**Material shown:**

>> start

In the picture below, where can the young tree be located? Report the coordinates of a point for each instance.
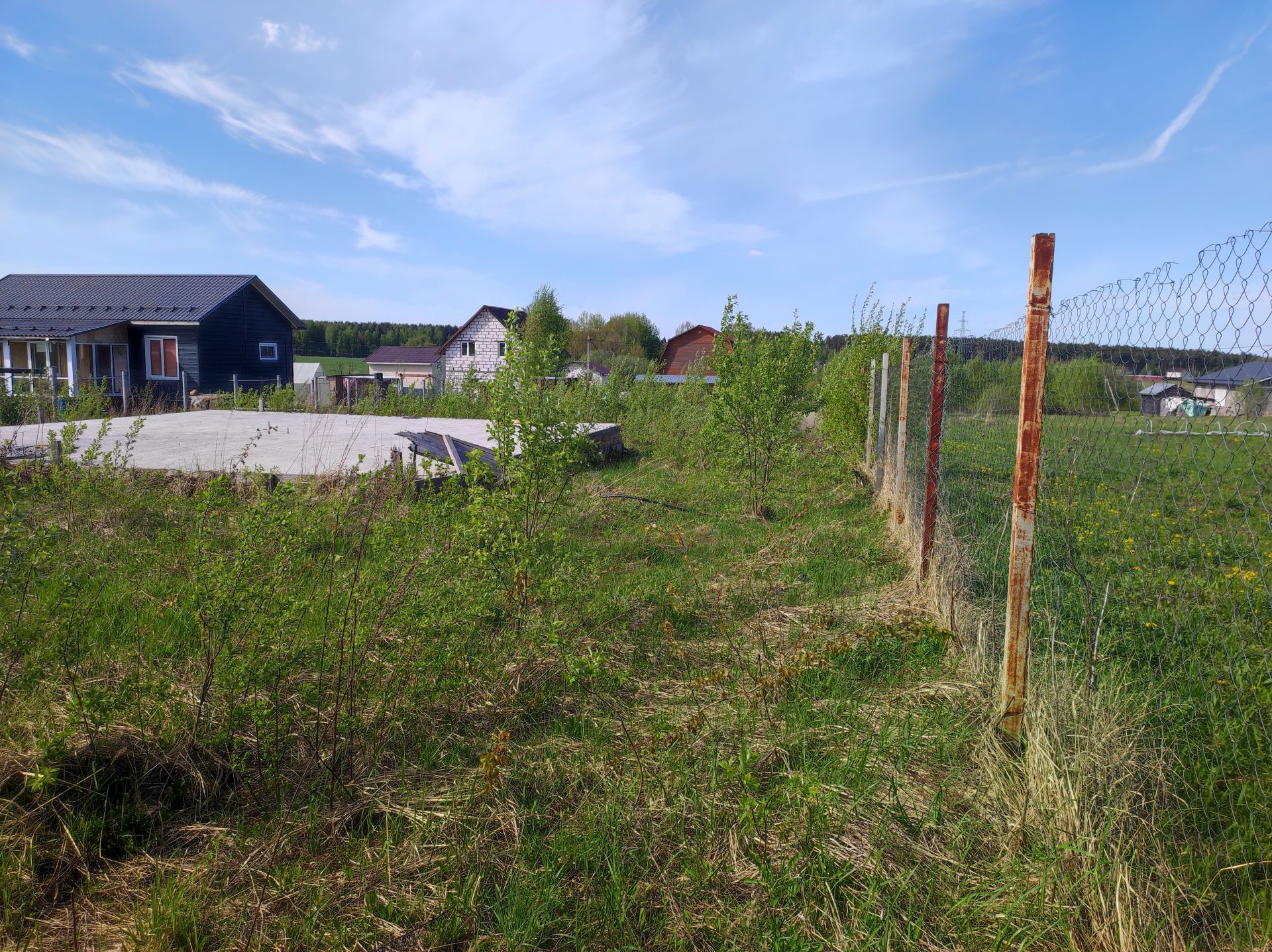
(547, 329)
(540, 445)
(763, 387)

>> end
>> start

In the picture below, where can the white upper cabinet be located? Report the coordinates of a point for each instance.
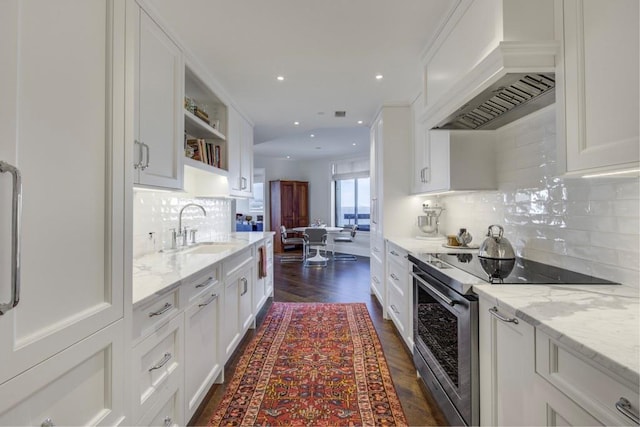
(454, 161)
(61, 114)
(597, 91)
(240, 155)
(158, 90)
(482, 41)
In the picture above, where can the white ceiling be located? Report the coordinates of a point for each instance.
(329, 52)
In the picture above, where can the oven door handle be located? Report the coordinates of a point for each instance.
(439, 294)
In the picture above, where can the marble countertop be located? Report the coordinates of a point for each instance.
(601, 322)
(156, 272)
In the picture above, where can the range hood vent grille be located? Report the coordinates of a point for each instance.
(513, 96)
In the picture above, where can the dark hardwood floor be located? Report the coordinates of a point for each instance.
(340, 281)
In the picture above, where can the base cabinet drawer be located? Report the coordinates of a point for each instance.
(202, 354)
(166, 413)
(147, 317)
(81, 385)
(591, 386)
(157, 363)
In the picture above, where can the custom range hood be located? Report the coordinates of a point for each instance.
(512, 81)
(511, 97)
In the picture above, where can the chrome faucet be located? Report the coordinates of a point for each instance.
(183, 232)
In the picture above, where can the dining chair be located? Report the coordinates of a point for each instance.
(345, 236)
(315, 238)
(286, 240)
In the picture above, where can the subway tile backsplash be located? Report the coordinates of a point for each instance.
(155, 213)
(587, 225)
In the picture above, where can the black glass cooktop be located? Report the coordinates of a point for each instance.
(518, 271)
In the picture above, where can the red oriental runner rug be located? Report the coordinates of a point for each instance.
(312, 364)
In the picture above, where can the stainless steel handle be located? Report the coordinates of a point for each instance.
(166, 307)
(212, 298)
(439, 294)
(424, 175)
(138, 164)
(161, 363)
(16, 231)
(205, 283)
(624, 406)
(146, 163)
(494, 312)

>> end

**What this task involves:** Pull out every line of the listing above that contains the string "hood", and treat uppercase and lowercase letters as different.

**Task response:**
In the picture above, where can the range hood vent grille be located? Report the coordinates of a point for each instance.
In the picture above, where can the custom range hood be located? Report the coordinates of a point for each instance.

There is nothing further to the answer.